*Excerpt to read*.
━━━━

Portsmouth poised for new takeover attempt

The Al-Faraj brothers, who funded a £5 million loan to pay the Portsmouth players' wages, are poised to mount a new takeover battle for control of the stricken club.

• Portsmouth: The inside Storrie

The Pompey players went into their make or break Premier League game against Wolves on Saturday without having their wages paid, but with promises it would be on Monday morning.

Portsmouth chief executive Peter Storrie backed the Saudi brothers' first attempt to buy the club from Sacha Gaydamak when the Sulaiman Al-Fahim takeover stalled during a protracted due diligence.

Now Storrie has brought them back to help ease the cash-flow crisis which meant the players' wage cheques did not go through on the last day of September.

Storrie told ESPN Soccernet: "I persuaded them to help. Why? Because this club deserves saving and I will do all I can to save the club. There are people out there who want to help the club out, they don't want to see it go under.

"The owner, Al-Fahim, couldn't provide the funds for the September wage bill, so I had to find someone who could, it's as simple as that."

The Premier League are currently scrutinising the financial affairs at Fratton Park and would want to be assured about the future security of the club if there was another takeover.

The Premier League have brought in new rules to tighten the financial health of their member clubs. Al-Fahim was due to meet Premier League chief executive Richard Scudamore and chairman Sir Dave Richards on Monday - but suddenly went into hospital to have a kidney stone removed. But, I understand that the Al-Faraj brothers are sure to pass the Premier League's fit-and-proper-person test.

Outgoing owner Gaydamak is still contractually tied to payments and Al-Fahim has now borrowed £5 million from the Al-Faraj brothers, with Storrie informing ESPN Soccernet that the lawyers are working on the complexities of how that loan is secured.

Storrie suspects that there will be some tie into future ownership of Pompey, especially if the 30% of the £50 million refinancing package pledged by Al-Fahim fails to materialise by October 15, and then by the end of this month, the £1.8 million wage bill cannot be met again.

That would trigger another possible loan from the Al-Faraj brothers, but they will not do so again without gaining full control of the club's financial affairs, thereby taking Pompey over.

With such detail in the first £5 million loan, it was no surprise that the lawyers were still working overtime on the contract and the players' salaries have yet to hit their bank account.

As well as paying the wage bill of £1.8 million one of the more pressing bills is with the Inland Revenue. Normally the Revenue will allow time to pay, as it would be a hugely unpopular move to take the club to court which might then result in a winding-up order. Given the state of flux surrounding the ownership, the Revenue are sure to provide a degree of flexibility in the time scale to pay the outstanding amounts.

━━━━

*Task goal*.
Copy the Portsmouth takeover article from "Now Storrie has" to "it go under.", substituting "funding shortfall" for "cash-flow crisis".

Collected data entries
━━━━

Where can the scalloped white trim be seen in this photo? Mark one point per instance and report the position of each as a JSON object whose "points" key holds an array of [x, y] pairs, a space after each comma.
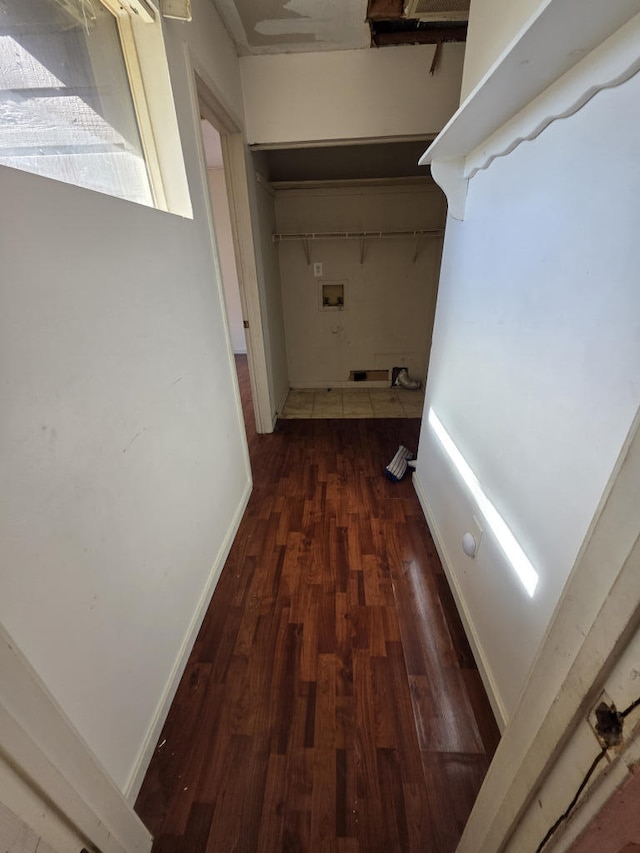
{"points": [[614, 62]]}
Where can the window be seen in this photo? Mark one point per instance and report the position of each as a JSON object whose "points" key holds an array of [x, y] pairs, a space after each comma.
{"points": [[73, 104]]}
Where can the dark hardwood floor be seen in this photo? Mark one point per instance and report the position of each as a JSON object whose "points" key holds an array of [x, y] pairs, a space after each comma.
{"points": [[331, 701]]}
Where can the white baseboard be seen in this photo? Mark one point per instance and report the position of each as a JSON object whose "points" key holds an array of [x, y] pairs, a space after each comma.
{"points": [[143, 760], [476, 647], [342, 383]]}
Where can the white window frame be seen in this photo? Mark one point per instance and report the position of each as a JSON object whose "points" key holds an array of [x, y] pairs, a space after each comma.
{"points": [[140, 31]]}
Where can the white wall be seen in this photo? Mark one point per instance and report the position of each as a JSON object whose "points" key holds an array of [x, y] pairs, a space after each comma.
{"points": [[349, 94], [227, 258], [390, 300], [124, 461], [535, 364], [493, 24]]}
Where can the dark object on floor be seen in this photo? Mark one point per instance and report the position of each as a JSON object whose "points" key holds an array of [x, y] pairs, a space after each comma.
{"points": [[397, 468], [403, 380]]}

━━━━

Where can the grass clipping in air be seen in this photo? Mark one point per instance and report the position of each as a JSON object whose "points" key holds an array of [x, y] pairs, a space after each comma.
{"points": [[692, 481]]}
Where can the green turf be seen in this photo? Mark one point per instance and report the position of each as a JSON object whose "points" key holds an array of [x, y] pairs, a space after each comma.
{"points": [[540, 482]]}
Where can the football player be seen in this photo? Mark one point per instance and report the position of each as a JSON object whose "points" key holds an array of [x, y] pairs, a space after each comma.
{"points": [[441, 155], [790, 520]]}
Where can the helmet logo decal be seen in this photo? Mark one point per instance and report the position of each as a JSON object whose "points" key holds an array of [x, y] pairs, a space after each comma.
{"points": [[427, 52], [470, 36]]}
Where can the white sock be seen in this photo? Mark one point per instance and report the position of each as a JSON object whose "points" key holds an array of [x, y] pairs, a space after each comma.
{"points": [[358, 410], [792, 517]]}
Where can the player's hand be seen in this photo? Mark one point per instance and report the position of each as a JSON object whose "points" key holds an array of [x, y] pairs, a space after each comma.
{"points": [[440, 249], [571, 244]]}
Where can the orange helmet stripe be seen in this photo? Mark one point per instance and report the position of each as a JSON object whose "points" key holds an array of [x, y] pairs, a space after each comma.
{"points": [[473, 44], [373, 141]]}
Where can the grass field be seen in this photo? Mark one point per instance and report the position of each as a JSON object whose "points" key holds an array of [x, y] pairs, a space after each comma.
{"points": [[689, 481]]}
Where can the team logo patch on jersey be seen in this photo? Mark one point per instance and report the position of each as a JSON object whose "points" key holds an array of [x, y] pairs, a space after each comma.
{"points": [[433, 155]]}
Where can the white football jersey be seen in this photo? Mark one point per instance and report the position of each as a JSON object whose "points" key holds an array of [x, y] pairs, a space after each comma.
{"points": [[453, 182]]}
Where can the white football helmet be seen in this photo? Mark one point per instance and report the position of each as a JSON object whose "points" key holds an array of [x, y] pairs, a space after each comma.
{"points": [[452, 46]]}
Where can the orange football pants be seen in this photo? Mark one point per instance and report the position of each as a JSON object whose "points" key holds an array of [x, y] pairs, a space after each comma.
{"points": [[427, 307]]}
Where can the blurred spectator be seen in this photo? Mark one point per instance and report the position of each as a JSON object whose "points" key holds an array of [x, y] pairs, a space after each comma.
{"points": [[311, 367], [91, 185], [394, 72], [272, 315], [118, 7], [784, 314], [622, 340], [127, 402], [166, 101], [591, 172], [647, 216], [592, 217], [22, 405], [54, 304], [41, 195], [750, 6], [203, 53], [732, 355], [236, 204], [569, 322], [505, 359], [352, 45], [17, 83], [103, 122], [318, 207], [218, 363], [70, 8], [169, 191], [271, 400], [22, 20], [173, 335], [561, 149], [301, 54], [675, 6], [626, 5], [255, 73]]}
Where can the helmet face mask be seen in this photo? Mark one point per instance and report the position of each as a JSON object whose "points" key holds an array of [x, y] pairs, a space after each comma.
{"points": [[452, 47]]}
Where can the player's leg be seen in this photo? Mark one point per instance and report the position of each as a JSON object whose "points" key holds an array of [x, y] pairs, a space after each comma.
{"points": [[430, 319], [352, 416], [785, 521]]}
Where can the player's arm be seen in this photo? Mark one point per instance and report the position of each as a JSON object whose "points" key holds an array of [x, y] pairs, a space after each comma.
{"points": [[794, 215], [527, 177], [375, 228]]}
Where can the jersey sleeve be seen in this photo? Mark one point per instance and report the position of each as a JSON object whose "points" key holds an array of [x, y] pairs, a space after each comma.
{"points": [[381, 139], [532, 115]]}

━━━━

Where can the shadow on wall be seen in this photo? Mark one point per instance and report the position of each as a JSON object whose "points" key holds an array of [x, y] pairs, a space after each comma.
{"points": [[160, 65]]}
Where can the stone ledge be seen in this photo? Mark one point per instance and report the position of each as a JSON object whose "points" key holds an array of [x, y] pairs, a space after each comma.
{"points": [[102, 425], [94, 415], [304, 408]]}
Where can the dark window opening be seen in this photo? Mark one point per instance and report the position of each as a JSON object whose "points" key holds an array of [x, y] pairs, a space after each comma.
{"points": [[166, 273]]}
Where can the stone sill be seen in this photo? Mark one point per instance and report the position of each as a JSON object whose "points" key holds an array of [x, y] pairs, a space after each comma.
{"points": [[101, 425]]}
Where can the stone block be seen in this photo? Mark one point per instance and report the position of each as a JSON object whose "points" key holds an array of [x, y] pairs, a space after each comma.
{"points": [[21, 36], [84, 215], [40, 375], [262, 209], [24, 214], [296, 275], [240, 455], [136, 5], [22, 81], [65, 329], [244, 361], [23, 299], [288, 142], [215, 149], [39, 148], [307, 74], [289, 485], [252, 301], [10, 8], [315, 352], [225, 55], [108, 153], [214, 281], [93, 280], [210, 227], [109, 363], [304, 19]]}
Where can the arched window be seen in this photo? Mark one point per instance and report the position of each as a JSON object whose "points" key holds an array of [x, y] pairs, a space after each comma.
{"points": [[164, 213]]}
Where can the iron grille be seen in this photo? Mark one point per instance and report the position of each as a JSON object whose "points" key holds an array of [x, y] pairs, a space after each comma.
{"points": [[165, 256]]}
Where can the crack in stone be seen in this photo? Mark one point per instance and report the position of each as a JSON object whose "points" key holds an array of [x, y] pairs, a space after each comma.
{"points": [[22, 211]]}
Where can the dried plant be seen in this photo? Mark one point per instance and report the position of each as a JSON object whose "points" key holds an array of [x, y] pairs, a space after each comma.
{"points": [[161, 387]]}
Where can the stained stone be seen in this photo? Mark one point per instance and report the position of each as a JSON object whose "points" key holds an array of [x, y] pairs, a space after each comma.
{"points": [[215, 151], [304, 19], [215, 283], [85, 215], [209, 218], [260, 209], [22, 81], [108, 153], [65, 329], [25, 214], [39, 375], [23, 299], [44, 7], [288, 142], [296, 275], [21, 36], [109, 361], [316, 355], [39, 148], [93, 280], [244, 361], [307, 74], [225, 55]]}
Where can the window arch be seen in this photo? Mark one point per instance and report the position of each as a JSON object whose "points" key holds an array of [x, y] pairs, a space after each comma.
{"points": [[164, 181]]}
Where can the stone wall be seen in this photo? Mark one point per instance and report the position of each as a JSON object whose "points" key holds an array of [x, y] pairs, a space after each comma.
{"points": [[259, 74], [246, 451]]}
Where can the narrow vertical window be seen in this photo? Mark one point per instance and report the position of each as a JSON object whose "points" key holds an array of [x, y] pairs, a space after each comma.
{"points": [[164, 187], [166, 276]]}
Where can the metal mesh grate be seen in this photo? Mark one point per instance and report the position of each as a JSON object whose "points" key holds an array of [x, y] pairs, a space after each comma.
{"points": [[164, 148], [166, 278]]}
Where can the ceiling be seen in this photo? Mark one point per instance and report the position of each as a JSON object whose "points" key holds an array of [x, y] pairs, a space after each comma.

━━━━

*Task result*.
Now Storrie has brought them back to help ease the funding shortfall which meant the players' wage cheques did not go through on the last day of September.

Storrie told ESPN Soccernet: "I persuaded them to help. Why? Because this club deserves saving and I will do all I can to save the club. There are people out there who want to help the club out, they don't want to see it go under.